Transcribe exactly the line that contains "Could you point at the sky" and every line after it to the end of the entries, and nothing more.

Stored data entries:
┄┄┄┄┄┄┄┄┄┄

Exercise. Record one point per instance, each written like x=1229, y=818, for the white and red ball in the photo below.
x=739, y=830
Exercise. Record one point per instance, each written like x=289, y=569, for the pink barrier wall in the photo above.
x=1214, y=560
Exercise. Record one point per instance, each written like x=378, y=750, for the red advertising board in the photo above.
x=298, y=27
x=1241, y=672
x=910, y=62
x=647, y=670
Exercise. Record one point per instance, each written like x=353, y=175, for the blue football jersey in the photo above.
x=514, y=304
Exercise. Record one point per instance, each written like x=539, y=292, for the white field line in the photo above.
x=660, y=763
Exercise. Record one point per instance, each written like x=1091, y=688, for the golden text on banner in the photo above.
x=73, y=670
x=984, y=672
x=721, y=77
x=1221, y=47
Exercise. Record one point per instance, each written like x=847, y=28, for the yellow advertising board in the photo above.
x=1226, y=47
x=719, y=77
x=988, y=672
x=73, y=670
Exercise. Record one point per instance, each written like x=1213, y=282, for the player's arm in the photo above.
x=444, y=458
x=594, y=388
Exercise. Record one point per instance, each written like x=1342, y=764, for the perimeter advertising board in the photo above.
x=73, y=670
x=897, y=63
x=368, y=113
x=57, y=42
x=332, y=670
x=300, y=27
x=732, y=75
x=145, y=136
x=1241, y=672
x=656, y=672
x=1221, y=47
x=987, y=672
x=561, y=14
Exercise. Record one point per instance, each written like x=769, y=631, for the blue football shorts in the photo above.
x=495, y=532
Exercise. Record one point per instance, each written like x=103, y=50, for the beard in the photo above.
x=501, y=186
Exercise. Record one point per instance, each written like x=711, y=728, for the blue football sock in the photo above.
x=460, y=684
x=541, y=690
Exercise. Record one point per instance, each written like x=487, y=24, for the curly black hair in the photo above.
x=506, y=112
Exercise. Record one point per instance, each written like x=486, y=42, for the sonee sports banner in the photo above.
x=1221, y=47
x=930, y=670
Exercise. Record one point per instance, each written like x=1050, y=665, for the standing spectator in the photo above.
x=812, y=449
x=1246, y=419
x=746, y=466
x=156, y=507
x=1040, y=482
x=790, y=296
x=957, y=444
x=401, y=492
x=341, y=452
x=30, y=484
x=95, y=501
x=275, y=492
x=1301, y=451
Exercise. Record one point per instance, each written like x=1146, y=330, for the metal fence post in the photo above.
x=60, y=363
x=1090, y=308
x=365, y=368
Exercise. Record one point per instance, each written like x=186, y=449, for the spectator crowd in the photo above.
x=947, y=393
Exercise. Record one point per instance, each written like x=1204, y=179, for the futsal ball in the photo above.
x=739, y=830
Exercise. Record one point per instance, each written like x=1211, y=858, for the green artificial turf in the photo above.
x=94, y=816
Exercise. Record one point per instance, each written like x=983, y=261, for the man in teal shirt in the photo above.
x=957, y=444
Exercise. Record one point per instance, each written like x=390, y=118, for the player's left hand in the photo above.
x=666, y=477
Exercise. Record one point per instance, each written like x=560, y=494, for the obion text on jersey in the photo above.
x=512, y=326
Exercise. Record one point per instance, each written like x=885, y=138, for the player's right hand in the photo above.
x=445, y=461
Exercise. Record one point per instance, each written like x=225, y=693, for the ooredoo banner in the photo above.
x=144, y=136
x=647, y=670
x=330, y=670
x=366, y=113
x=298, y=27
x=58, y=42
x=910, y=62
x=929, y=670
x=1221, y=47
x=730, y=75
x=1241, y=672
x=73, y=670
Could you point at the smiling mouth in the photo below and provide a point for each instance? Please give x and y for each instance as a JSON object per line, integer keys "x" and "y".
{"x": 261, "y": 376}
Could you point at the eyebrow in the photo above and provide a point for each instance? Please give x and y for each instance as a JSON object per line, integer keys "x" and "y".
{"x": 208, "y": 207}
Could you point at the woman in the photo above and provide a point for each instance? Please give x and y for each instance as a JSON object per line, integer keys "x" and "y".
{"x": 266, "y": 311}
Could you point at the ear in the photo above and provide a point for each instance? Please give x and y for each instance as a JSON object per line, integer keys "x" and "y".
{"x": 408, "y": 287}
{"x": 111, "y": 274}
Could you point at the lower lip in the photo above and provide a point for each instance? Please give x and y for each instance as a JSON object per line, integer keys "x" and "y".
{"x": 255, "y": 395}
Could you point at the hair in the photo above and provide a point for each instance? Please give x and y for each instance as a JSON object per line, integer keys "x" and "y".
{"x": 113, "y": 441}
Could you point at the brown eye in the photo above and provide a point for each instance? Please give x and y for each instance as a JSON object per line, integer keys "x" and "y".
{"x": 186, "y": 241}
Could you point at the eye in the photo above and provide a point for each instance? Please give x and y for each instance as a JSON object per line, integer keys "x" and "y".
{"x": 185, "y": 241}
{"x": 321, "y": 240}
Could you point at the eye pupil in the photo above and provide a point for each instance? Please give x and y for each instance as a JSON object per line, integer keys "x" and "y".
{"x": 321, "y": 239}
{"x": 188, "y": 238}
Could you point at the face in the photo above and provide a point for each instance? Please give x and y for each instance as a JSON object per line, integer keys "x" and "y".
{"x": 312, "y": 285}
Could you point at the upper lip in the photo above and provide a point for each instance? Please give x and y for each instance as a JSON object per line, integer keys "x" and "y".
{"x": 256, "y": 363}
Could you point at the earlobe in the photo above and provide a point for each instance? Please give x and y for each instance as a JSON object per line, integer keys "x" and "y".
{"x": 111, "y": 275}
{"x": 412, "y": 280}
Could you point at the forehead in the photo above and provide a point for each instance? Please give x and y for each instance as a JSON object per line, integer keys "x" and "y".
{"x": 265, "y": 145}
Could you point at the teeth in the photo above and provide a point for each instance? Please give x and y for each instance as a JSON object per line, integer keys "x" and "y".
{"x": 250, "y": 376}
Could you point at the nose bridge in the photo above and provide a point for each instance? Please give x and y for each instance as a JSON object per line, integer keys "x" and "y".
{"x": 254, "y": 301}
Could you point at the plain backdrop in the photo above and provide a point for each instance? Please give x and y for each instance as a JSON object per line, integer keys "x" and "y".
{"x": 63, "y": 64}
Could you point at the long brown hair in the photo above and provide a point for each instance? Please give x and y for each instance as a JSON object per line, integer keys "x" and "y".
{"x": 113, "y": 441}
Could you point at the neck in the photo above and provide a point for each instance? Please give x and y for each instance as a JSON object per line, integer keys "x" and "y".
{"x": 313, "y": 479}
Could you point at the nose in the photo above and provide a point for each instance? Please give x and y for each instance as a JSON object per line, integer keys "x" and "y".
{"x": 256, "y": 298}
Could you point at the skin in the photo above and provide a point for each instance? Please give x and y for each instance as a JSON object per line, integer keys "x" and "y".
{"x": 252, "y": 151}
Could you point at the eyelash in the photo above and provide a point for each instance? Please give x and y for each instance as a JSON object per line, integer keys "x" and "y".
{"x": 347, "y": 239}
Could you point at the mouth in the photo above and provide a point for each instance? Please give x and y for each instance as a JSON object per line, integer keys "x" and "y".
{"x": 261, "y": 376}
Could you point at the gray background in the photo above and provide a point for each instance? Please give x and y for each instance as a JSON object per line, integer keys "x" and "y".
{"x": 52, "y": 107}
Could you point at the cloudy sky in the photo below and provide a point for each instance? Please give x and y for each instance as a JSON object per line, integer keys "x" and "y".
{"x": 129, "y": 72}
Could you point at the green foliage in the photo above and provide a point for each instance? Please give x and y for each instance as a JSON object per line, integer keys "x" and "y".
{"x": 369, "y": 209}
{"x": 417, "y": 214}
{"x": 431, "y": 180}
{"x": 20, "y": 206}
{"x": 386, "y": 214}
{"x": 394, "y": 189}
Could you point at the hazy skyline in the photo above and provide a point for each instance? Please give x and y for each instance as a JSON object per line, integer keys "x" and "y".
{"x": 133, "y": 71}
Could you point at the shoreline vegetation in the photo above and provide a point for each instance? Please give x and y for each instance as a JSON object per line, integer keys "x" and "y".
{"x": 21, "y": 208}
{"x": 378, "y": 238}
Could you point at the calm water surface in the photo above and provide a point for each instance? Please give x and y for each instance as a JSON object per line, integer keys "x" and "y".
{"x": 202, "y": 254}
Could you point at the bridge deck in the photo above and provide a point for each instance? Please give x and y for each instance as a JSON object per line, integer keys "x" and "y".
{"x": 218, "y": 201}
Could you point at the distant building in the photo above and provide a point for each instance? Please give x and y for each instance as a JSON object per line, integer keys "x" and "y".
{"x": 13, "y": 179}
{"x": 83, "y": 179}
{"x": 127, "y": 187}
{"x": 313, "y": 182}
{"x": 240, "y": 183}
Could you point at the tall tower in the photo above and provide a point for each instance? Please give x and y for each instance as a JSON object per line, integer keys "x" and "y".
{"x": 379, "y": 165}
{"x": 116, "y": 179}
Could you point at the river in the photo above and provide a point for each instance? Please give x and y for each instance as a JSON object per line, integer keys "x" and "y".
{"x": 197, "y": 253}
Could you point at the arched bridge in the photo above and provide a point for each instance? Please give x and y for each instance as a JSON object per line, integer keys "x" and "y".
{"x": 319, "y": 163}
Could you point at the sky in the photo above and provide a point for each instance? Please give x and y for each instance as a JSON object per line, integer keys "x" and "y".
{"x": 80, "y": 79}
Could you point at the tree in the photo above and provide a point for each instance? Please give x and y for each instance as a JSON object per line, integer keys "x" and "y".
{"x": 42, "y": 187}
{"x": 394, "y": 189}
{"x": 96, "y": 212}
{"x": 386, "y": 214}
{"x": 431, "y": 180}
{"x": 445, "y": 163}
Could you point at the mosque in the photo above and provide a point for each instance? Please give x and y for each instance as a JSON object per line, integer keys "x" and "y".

┄┄┄┄┄┄┄┄┄┄

Result of this exercise:
Could you point at the sky in the photo above and provide a point for each instance? Please give x and y for each instance as a JSON object per line, integer keys "x" and "y".
{"x": 80, "y": 79}
Could you point at the tree in the photo above and provide a point for each instance? Please give x and y for each instance as a JSON object per line, integer keys "x" and "y".
{"x": 42, "y": 187}
{"x": 394, "y": 189}
{"x": 96, "y": 212}
{"x": 386, "y": 214}
{"x": 431, "y": 180}
{"x": 445, "y": 163}
Could you point at the mosque in the photo above and provide a point for each instance? Please give x and y for each instance as a JSON object per line, integer keys "x" and "y".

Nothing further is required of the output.